> Required task A: How would you translate this sentence from the supermarket news round-up into Spanish: "Ahold could be broken up after two activist investors put pressure on the £7.4bn Dutch conglomerate to sell off its American businesses."

A round-up of supermarket news and gossip
BRITAIN faces soaring food prices, a shortage of staple foods and declining public health if the Government pushes ahead with plans to promote the use of bio-fuels, the UK’s biggest food producer has warned. Unilever fears that Europe-wide plans for a huge increase in the use of vegetable oils, such as rape seed and palm oil, in the manufacture of road fuels will have dramatic consequences, driving up the cost of foods such as margarine and leading customers to switch to less healthy animal fats. Huge efforts are being made to promote biodiesel amid concern over the rising cost of oil and reliance on the Middle East for supplies.

Ahold could be broken up after two activist investors put pressure on the £7.4bn Dutch conglomerate to sell off its American businesses.

Ahold generates about E7.6bn of its total E10.5bn sales in America, where it owns the Stop & Shop, Giant and Tops supermarkets. Tesco is set to add Las Vegas to its list of American expansion sites and is set to become Britain’s largest non-food retailer by the end of the year as it expands its markets with bigger stores and the Internet, according to a report by Verdict, the retail analyst.

Analysts have lifted profit forecast for Wm Morrison for the first time since the supermarket chain bought Safeway in a £3.5bn deal in March 2004.

(Point labeling examples)
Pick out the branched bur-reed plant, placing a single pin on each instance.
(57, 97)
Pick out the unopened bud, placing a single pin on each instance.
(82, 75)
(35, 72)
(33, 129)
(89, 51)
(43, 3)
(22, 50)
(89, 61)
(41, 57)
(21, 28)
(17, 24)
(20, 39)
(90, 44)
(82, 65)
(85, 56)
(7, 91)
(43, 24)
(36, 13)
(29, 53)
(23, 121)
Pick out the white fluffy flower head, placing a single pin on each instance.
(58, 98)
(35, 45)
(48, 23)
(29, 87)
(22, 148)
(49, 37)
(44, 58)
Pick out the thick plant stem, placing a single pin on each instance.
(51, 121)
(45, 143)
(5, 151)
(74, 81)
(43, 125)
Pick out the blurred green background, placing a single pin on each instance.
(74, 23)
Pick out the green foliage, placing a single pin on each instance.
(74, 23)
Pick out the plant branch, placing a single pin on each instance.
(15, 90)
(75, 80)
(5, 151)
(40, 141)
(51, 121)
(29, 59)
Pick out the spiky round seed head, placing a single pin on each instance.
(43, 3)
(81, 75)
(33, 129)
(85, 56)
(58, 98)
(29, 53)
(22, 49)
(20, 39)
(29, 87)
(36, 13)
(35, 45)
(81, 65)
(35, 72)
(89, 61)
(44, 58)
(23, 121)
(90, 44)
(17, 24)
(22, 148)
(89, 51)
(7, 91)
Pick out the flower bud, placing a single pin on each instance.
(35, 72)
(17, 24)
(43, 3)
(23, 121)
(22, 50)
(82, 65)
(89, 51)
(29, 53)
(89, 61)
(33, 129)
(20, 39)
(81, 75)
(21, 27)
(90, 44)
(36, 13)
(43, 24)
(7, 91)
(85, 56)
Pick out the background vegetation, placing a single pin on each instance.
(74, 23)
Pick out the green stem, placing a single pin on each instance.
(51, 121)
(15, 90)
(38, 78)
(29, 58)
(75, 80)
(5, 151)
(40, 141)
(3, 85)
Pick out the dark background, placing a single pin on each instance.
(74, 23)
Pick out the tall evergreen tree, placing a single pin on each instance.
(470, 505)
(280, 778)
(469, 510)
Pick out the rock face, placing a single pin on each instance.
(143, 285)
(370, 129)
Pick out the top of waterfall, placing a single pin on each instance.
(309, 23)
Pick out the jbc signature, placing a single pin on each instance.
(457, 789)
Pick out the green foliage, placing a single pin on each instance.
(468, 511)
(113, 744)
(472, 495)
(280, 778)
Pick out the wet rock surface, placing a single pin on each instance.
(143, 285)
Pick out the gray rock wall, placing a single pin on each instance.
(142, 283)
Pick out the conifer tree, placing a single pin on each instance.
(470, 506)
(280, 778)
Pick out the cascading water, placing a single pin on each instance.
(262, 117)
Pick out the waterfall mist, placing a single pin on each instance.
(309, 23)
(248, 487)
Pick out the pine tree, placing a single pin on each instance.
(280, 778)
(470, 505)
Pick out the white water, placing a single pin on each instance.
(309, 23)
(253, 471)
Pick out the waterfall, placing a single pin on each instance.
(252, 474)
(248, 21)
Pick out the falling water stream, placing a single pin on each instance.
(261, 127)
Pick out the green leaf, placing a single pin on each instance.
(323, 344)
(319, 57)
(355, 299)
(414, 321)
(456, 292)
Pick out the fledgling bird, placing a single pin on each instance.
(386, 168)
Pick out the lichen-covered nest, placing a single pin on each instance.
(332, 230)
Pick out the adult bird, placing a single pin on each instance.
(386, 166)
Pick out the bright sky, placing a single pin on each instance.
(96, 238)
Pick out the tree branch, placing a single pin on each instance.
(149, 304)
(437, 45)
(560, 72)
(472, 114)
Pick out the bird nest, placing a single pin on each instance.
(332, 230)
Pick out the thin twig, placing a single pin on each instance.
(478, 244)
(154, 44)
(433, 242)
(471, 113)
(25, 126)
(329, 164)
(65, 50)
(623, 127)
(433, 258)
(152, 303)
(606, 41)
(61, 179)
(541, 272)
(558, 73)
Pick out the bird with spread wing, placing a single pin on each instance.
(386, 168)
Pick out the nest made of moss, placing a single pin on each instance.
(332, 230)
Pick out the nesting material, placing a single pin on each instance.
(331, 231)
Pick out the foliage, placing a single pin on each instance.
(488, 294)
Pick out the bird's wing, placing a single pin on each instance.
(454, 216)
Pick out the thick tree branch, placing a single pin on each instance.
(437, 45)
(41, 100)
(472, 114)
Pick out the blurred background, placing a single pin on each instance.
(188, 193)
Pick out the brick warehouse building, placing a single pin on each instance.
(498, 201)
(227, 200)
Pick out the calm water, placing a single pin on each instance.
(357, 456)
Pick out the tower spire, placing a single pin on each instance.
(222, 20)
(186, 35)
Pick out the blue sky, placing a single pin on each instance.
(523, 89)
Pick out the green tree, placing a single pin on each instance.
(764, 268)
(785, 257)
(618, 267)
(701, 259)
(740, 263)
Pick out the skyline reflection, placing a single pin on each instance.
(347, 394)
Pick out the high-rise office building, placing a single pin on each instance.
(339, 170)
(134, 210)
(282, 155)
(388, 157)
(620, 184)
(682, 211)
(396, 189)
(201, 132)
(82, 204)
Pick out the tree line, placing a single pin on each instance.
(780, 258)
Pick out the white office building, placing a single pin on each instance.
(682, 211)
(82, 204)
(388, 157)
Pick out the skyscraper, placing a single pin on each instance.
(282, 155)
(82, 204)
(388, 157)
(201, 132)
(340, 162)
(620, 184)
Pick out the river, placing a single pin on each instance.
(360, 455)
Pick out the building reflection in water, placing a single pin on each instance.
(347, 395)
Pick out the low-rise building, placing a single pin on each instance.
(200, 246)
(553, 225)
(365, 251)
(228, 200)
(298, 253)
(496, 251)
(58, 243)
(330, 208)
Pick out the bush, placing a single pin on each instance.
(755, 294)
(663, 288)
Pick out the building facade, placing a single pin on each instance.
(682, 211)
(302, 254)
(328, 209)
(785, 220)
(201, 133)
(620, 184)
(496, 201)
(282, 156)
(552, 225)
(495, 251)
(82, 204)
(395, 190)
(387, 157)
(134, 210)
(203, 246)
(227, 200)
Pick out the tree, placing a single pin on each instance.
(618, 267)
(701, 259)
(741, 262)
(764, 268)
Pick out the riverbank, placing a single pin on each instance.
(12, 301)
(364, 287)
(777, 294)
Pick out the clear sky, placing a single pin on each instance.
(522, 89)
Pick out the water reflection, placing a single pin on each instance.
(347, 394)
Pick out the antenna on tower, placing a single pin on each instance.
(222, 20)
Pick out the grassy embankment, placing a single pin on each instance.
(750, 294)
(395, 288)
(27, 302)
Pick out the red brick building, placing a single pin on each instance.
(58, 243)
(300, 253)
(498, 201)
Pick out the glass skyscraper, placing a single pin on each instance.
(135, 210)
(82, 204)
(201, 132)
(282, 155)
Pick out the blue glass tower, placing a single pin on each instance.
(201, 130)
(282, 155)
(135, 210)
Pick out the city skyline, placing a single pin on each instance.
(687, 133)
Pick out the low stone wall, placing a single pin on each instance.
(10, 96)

> Required task B: Which lines of the records contain the word "blue"? List each of them.

> Correct answer A: Ahold podría dividirse después de que dos inversores activistas presionaran al conglomerado neerlandés de 7.400 millones de libras para que vendiera sus negocios estadounidenses.

> Correct answer B:
Pick out the blue sky, placing a single pin on each instance.
Pick out the blue glass tower, placing a single pin on each instance.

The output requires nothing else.